● **Rows**:
--- start ---

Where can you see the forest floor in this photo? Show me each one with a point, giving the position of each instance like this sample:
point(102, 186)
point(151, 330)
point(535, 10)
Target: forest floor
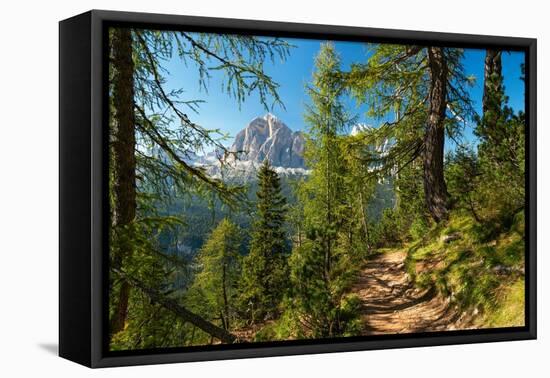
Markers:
point(391, 303)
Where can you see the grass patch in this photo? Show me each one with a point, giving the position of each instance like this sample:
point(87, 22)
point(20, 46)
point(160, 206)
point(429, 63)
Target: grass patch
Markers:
point(479, 266)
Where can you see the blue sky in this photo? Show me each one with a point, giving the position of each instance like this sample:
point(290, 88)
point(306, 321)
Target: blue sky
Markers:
point(221, 111)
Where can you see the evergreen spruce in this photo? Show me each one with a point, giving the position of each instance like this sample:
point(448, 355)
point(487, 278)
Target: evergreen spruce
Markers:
point(265, 268)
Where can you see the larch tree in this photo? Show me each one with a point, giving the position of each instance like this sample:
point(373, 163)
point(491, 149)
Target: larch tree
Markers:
point(322, 266)
point(265, 267)
point(217, 280)
point(151, 136)
point(424, 88)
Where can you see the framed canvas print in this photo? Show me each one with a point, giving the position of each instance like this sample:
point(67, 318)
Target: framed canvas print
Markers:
point(233, 188)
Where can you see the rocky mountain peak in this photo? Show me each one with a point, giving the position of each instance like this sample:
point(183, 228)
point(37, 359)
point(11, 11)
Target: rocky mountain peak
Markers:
point(268, 137)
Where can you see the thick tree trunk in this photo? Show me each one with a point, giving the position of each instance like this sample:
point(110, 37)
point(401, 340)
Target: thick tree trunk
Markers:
point(435, 189)
point(123, 163)
point(492, 88)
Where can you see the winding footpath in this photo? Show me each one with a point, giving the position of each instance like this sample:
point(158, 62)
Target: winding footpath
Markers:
point(392, 304)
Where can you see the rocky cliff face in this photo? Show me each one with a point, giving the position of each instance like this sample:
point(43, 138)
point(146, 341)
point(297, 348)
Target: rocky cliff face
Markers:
point(269, 138)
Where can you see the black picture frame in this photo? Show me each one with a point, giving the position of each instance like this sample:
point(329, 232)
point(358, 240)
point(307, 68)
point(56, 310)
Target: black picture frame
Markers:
point(83, 189)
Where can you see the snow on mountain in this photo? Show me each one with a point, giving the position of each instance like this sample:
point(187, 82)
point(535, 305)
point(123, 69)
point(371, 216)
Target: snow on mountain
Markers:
point(263, 138)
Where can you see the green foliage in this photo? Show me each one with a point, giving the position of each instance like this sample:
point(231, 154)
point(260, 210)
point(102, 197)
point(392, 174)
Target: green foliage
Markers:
point(216, 282)
point(475, 273)
point(323, 264)
point(264, 276)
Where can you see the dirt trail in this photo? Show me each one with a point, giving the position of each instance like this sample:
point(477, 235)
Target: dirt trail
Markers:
point(392, 304)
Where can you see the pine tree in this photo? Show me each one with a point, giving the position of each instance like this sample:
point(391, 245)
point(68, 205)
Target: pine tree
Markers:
point(425, 89)
point(265, 267)
point(149, 135)
point(322, 267)
point(216, 282)
point(501, 151)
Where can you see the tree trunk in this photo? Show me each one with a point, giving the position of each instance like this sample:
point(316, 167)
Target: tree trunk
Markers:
point(123, 163)
point(435, 189)
point(364, 222)
point(225, 301)
point(492, 87)
point(182, 312)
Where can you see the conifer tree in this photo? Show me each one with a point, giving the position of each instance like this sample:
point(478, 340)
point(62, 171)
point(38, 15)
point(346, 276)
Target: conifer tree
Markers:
point(265, 267)
point(322, 267)
point(150, 136)
point(217, 280)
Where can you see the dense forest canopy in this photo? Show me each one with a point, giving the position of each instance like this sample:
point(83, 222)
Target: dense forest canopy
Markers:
point(427, 201)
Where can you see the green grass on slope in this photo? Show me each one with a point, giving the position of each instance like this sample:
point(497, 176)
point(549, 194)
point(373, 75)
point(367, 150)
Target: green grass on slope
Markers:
point(483, 275)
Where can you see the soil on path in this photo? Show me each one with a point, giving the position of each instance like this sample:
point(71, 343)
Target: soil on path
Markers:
point(392, 304)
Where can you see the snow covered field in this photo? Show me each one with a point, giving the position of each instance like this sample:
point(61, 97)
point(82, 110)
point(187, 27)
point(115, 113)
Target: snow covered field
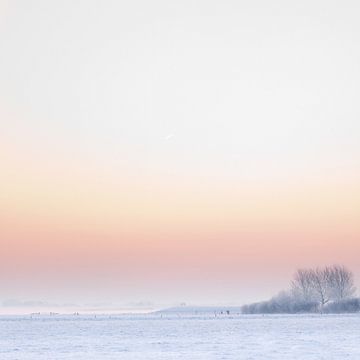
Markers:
point(180, 336)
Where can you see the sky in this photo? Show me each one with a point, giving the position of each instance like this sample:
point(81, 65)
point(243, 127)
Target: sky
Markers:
point(167, 151)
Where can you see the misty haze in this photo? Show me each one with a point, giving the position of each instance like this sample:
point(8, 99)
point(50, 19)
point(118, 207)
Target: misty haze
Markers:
point(179, 179)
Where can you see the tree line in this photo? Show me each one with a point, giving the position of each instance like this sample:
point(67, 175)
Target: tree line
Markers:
point(328, 289)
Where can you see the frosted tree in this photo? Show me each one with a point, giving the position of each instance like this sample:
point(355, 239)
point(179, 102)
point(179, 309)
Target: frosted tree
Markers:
point(341, 282)
point(302, 285)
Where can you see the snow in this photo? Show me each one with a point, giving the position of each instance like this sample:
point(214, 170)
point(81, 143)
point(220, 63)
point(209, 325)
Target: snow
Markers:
point(172, 335)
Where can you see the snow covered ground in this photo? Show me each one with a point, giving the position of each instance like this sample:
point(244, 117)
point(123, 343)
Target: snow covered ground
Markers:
point(172, 335)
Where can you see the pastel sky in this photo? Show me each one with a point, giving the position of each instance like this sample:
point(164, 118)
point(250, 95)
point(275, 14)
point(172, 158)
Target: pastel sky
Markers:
point(170, 151)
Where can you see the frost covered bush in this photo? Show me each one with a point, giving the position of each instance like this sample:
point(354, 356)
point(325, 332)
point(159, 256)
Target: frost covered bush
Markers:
point(329, 289)
point(343, 306)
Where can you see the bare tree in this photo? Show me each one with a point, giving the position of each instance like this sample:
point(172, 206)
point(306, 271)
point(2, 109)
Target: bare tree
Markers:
point(341, 283)
point(302, 286)
point(320, 282)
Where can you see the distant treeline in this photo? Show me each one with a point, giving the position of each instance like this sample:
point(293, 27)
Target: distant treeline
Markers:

--- end ---

● **Instructions for the task**: Reproduce the whole listing above with "Markers" switched to "Points" and every other word left as is. Leave the pictures out.

● **The reply**:
Where can you see the forest floor in this photo? Show me each one with a point, giving the position of each instance like this sample:
point(102, 186)
point(151, 330)
point(535, 10)
Target: forest floor
Points:
point(391, 303)
Where can you see the grass patch in this photo? Show me each one with a point, giving the position of each instance like this sample:
point(87, 22)
point(20, 46)
point(160, 206)
point(429, 63)
Target: grass patch
Points:
point(479, 266)
Where can you see the blue sky in this photo? Show me each one with a point, giving the position of each instance like this sample:
point(290, 88)
point(306, 321)
Target: blue sky
Points:
point(221, 111)
Where can you see the evergreen spruce in this photo? Show me each one with a point, giving the position of each instance like this sample:
point(448, 355)
point(487, 278)
Target: evergreen spruce
Points:
point(265, 268)
Where can you see the larch tree in this photo? Show me each one with a point, giving the position of each instance like this sample:
point(373, 163)
point(491, 149)
Target: larch tree
Points:
point(322, 266)
point(265, 267)
point(217, 280)
point(151, 136)
point(424, 88)
Where can you see the framed canvas print in this photo? Show me each one with a point, giving the position of each instance like this sample:
point(67, 318)
Target: framed canvas print
Points:
point(233, 188)
Where can you see the rocky mountain peak in this photo? Show me each one with a point, giving the position of each instance like this sample:
point(183, 228)
point(37, 359)
point(11, 11)
Target: rocky mountain peak
Points:
point(268, 137)
Where can you see the thick tree trunk in this photo? Show me each one with a point, giving the position of each instance like this sample:
point(110, 37)
point(401, 340)
Target: thick tree trunk
Points:
point(435, 189)
point(123, 163)
point(492, 88)
Where can you see the winding footpath in this photo? Show me each one with a point, giving the position of each instance like this sample:
point(158, 62)
Target: winding footpath
Points:
point(392, 304)
Where can you see the rocky cliff face in this photo? Show me each one with a point, giving the position of each instance like this sample:
point(43, 138)
point(146, 341)
point(297, 348)
Target: rocky cliff face
Points:
point(269, 138)
Where can you see the black picture frame in this photo? Show me each one with a point, giving the position of each instance like this sample:
point(329, 232)
point(358, 240)
point(307, 68)
point(56, 310)
Target: black picture frame
Points:
point(83, 189)
Where can you see the snow on mountain in this photo? Show me each one with a point, giving the position of each instance like this sample:
point(187, 82)
point(535, 305)
point(123, 69)
point(371, 216)
Target: snow on mountain
Points:
point(263, 138)
Where can you see the green foliage in this photo? Show me each one with a point, giving the position of each instance like this sample:
point(231, 154)
point(260, 210)
point(102, 197)
point(392, 174)
Target: green foliage
Points:
point(216, 282)
point(475, 273)
point(323, 264)
point(264, 276)
Where can you see the dirt trail in this photo? Show me each one with a point, giving the position of each instance like this sample:
point(477, 235)
Target: dirt trail
Points:
point(392, 304)
Where can you see the pine tree in this photo? Show me each one with a point, giving the position of each instance like this sample:
point(391, 245)
point(68, 205)
Target: pine tree
Points:
point(425, 89)
point(265, 267)
point(149, 135)
point(322, 267)
point(216, 282)
point(501, 151)
Where can you see the tree trunk in this photo? Show me each one with a point, giving the position of each instance like this sample:
point(316, 167)
Target: tree trunk
Points:
point(123, 163)
point(435, 189)
point(364, 222)
point(225, 301)
point(492, 87)
point(182, 312)
Where can you see the conifer tree in this photo? Show me each one with a point, giving the position of each instance like this sample:
point(478, 340)
point(62, 171)
point(38, 15)
point(346, 276)
Target: conifer tree
Points:
point(265, 267)
point(322, 267)
point(150, 136)
point(217, 280)
Where can you see the dense forest canopy in this photo? Show me each one with a point, giving the position of each instance like this sample:
point(83, 222)
Target: dense forest canopy
Points:
point(427, 201)
Where can you see the green grass on slope in this photo? Show me each one with a point, giving the position of each instance like this sample:
point(497, 176)
point(549, 194)
point(373, 75)
point(367, 150)
Target: green grass on slope
Points:
point(483, 275)
Where can you see the soil on path in this photo? Show me each one with a point, giving the position of each instance like this sample:
point(71, 343)
Target: soil on path
Points:
point(392, 304)
Where can you see the snow covered field in this photo? Show me each one with a point, giving the position of each instance like this sample:
point(61, 97)
point(82, 110)
point(187, 27)
point(115, 113)
Target: snow covered field
Points:
point(180, 336)
Where can you see the sky in this photo? Show me each one with a point, giving the position of each instance like this sample:
point(81, 65)
point(243, 127)
Target: sky
Points:
point(167, 151)
Where can you see the misty haze in this photo? Show me each one with a point, giving the position of each instance like this sample:
point(8, 99)
point(50, 19)
point(118, 207)
Target: misty haze
Points:
point(179, 179)
Where can you see the tree line in this photo? Show me each one with a point, giving the position of each instance like this sample:
point(67, 175)
Target: tree line
Points:
point(328, 289)
Where can you see the frosted tree in this photo? Show me each one with a point, giving the position of each instance like this sample:
point(355, 239)
point(179, 102)
point(179, 309)
Target: frosted tree
Points:
point(341, 282)
point(302, 285)
Where can you see the snow in this photo? Show me each one with a point, giving the position of each instance like this sample:
point(214, 170)
point(81, 143)
point(220, 63)
point(209, 325)
Target: snow
Points:
point(172, 335)
Where can you see the snow covered ground in this photo? Show me each one with a point, giving the position of each instance like this sample:
point(244, 117)
point(123, 343)
Target: snow covered ground
Points:
point(172, 335)
Where can you see the pastel sky in this photo? Show me each one with a point, giving the position of each instance like this sample:
point(164, 118)
point(250, 95)
point(275, 14)
point(172, 158)
Target: pastel sky
Points:
point(170, 151)
Where can you see the frost covered bush in this photo? Show me each one with a point, giving the position of each instance like this sample:
point(354, 356)
point(325, 332)
point(159, 256)
Target: frost covered bush
Points:
point(329, 289)
point(343, 306)
Where can you see the bare tree in this photo? Show me each one with a point, giving the position of each instance like this sample:
point(172, 206)
point(306, 271)
point(2, 109)
Target: bare tree
Points:
point(341, 283)
point(302, 286)
point(320, 282)
Where can you see the distant treeline in this photo? Show me each one with a point, giving the position of each instance like this sample:
point(293, 27)
Target: distant treeline
Points:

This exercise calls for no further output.